• **Exercise details**
Locate and copy every line of the data below that contains the string "limestone". Case counts.
######
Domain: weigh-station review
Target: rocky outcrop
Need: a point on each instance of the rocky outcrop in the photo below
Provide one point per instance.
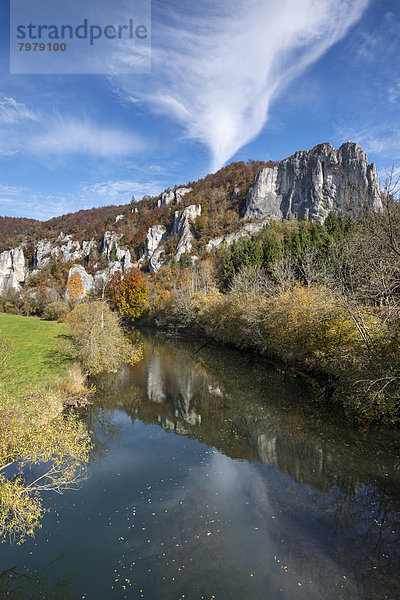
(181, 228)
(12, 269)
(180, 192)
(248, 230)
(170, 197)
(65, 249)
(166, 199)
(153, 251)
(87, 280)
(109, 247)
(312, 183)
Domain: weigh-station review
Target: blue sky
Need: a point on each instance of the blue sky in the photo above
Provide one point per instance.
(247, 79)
######
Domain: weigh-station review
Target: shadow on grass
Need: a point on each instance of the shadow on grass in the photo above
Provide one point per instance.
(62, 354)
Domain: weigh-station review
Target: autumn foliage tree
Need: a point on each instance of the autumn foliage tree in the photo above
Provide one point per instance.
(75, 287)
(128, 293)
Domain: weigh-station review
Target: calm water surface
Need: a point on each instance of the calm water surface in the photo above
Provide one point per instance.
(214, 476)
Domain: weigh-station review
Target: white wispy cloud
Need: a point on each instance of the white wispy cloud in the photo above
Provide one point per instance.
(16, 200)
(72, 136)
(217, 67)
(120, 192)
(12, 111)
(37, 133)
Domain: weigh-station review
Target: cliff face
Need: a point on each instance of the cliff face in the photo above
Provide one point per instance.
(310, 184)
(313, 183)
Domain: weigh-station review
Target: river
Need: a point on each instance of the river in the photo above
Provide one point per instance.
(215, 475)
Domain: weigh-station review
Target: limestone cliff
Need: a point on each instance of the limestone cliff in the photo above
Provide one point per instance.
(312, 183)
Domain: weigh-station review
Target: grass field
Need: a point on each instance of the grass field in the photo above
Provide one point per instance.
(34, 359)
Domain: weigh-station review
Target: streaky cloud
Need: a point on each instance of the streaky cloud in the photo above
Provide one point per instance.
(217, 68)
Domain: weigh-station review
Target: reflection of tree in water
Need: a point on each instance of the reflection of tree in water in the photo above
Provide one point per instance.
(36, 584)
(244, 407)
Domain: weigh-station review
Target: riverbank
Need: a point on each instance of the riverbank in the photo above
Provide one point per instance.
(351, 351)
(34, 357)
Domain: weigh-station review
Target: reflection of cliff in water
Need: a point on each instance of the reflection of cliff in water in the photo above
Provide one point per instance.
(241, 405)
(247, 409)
######
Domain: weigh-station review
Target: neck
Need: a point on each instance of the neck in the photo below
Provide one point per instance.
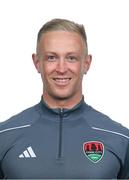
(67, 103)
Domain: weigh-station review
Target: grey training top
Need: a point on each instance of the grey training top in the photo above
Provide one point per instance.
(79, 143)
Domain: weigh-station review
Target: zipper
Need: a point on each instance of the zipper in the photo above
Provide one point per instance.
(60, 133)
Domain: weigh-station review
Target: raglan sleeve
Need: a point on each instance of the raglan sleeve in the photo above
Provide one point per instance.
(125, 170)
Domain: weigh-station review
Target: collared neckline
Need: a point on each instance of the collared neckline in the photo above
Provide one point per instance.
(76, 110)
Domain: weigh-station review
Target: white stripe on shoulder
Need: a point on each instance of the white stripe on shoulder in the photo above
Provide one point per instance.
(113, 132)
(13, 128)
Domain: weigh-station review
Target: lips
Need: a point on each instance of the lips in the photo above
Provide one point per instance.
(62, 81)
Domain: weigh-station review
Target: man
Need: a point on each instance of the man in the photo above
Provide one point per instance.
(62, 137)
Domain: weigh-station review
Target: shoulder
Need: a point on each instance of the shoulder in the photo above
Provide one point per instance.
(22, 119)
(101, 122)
######
• **Correct result**
Target: limestone cliff
Need: a point on each instance of the limestone cliff in the photo above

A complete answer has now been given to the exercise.